**Task instructions:** Count the lines in the records below that contain the string "tire". Give only the number.

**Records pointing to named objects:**
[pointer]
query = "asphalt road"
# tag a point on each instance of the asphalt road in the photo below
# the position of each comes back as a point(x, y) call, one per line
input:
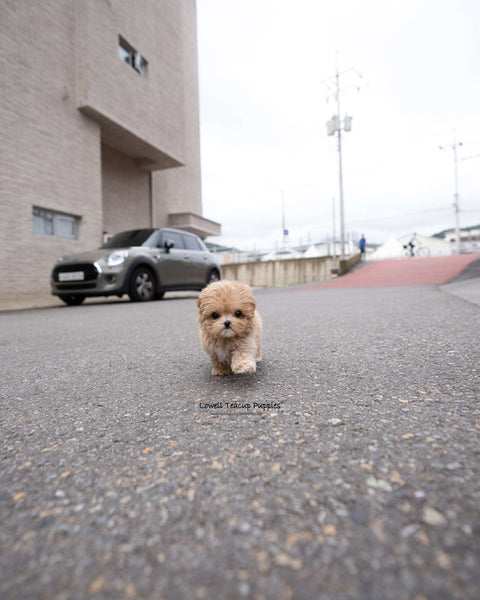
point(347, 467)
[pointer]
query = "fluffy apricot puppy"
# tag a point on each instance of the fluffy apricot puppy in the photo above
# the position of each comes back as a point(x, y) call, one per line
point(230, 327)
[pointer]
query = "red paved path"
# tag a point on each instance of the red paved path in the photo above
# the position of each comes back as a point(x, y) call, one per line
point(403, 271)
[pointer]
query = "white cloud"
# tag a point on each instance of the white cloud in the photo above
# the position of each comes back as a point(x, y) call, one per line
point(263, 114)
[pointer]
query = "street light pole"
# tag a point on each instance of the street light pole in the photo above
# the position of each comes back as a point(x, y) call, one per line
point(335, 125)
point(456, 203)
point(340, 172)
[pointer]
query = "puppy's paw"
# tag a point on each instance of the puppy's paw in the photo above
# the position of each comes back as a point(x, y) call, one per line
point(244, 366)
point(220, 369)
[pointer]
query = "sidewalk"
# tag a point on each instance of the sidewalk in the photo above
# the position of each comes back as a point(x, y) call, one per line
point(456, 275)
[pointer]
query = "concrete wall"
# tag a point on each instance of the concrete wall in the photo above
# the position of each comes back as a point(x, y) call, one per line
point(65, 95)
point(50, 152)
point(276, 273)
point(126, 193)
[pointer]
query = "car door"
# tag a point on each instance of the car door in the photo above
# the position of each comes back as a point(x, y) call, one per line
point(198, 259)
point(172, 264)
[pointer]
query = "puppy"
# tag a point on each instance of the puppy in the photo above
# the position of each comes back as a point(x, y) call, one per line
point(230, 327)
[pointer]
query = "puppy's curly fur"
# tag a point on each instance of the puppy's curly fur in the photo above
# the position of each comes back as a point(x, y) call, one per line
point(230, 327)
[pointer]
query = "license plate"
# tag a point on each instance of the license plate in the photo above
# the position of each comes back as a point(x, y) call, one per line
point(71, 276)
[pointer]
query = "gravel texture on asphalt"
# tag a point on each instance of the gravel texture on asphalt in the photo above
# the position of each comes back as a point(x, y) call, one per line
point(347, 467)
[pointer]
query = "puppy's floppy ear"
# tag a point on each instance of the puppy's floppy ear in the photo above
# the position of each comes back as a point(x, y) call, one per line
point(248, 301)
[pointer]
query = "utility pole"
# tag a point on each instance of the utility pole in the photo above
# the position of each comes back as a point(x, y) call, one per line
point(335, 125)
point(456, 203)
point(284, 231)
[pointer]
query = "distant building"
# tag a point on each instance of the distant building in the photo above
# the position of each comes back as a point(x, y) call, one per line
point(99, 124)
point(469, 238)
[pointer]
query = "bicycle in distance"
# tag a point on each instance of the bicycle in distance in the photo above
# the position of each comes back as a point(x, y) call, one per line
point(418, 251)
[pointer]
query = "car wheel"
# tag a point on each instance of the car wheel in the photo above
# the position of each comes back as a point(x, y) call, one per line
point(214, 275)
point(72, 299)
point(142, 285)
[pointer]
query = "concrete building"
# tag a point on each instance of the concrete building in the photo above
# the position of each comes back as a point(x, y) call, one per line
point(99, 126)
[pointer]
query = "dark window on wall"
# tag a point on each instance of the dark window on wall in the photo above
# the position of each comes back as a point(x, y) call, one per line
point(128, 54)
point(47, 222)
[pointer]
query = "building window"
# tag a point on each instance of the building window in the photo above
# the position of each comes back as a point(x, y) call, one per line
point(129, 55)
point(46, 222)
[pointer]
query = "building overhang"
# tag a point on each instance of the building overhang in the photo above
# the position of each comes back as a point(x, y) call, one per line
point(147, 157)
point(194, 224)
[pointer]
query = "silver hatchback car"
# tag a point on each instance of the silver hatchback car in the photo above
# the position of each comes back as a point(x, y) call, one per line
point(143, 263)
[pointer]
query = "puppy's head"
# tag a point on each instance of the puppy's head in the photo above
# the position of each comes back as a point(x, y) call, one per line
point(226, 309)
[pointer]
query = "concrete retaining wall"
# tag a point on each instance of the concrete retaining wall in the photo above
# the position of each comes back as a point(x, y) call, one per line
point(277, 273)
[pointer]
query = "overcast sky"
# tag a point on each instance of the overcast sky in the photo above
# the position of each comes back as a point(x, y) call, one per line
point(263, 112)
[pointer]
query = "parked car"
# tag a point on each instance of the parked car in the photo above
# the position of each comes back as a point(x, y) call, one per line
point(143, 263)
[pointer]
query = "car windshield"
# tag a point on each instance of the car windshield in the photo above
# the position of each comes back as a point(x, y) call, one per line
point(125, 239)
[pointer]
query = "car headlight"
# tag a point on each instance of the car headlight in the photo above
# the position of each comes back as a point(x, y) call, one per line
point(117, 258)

---

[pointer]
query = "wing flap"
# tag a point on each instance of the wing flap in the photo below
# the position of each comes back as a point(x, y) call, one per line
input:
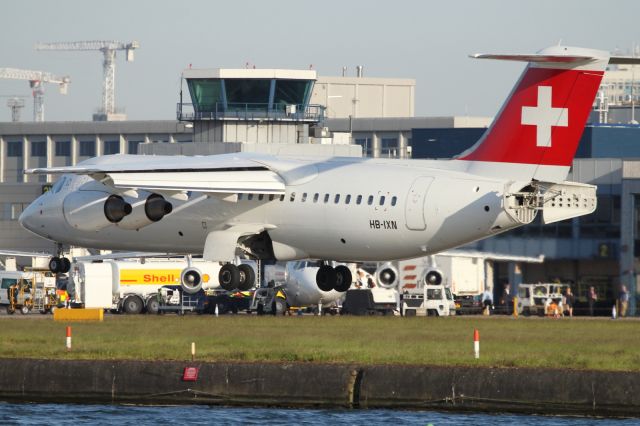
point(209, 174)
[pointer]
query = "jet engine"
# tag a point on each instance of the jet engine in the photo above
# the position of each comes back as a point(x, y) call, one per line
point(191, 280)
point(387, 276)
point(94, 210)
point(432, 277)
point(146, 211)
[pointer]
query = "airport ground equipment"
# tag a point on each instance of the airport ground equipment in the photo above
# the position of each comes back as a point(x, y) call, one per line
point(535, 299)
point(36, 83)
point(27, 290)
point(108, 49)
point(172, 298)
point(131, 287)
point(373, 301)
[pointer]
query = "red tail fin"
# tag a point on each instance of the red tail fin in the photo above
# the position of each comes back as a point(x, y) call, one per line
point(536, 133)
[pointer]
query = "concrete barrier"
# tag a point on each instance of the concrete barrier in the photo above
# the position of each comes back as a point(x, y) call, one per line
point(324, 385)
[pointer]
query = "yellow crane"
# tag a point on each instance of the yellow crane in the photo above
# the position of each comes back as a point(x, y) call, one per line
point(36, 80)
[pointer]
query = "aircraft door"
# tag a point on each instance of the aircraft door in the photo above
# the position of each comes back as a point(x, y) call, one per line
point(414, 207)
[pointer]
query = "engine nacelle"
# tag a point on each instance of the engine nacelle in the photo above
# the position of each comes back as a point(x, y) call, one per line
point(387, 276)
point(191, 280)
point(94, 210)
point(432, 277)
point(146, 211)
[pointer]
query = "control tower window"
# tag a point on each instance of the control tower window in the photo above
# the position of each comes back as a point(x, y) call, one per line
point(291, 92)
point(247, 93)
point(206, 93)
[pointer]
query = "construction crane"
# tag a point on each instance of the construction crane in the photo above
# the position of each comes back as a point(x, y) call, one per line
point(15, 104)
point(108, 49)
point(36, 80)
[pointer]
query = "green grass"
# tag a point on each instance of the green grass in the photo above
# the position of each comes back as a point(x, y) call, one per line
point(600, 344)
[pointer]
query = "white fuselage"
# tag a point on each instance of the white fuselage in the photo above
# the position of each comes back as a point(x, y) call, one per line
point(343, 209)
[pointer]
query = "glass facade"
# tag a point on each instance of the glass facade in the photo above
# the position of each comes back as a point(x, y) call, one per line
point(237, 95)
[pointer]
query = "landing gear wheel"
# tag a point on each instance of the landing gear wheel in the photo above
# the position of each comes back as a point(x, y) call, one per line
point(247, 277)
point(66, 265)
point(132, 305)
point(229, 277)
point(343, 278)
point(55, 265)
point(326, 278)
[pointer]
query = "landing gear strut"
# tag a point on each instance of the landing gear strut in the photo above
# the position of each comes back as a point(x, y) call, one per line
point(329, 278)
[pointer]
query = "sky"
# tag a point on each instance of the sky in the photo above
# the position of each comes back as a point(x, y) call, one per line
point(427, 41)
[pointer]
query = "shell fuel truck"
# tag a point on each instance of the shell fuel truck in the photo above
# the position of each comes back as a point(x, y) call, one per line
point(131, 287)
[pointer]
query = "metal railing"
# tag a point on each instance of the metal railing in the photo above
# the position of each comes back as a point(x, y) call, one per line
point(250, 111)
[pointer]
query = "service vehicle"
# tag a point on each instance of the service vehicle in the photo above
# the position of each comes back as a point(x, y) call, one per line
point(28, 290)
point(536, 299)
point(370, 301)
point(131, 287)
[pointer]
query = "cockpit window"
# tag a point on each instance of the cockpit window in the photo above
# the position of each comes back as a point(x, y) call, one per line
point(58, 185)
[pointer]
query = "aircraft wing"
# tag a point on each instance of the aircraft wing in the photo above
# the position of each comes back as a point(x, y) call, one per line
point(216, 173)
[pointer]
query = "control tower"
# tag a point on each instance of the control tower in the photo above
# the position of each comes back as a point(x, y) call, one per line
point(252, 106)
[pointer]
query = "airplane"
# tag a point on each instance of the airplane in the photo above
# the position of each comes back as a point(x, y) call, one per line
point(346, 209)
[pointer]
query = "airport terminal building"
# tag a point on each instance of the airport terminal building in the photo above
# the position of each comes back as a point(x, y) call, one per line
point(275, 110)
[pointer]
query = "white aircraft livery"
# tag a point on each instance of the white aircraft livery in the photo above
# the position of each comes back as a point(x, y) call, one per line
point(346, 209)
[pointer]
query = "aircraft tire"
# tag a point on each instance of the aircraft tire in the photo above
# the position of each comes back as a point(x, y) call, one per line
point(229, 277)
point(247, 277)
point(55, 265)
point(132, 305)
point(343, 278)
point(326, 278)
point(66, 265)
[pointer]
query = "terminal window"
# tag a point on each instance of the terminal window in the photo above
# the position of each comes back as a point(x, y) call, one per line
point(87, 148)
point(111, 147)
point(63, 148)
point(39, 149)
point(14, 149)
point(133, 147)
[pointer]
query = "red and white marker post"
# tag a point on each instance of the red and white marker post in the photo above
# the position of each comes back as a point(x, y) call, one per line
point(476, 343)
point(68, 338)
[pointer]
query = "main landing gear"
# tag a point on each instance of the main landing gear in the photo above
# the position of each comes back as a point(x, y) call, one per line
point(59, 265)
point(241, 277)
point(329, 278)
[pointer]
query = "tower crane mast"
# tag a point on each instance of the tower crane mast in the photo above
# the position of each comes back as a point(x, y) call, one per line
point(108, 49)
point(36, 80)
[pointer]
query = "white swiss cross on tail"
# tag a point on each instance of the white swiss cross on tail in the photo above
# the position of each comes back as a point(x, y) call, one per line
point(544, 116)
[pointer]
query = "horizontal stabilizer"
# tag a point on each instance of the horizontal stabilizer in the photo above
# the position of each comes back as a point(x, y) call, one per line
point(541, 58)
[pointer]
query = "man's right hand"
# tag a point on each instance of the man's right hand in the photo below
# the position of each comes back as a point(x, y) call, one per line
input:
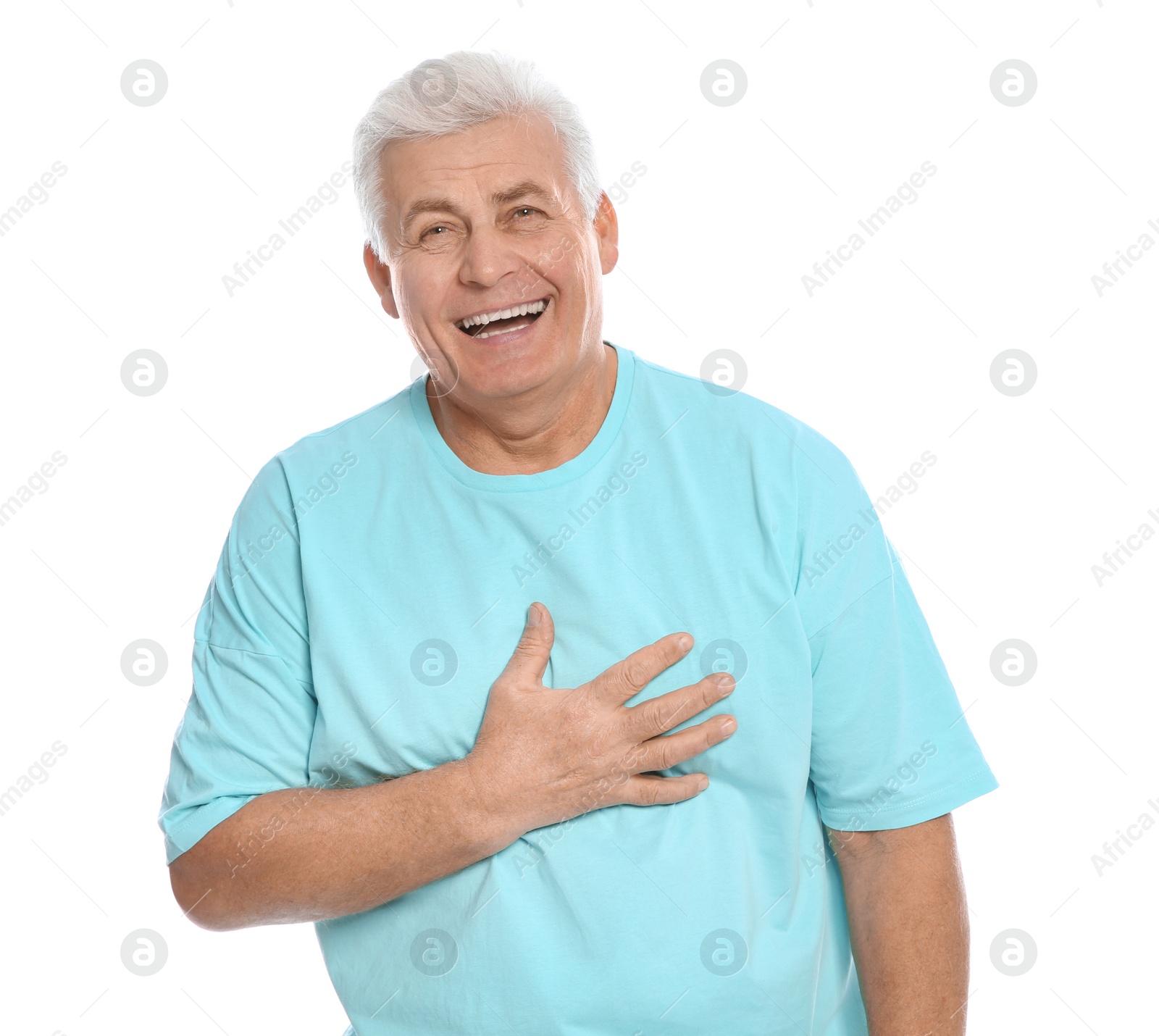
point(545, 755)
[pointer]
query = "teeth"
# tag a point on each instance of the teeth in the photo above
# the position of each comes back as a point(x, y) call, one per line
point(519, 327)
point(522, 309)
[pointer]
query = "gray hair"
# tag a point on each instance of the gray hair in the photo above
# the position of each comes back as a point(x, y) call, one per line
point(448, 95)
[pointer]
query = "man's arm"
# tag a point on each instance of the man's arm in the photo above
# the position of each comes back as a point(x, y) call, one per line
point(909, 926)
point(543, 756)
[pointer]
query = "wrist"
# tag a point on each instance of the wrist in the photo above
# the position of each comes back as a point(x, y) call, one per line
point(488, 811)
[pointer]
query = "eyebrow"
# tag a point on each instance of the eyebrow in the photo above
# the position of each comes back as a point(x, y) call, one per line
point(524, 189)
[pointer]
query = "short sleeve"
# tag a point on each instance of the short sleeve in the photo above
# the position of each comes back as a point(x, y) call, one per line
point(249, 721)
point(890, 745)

**Result for this task:** 2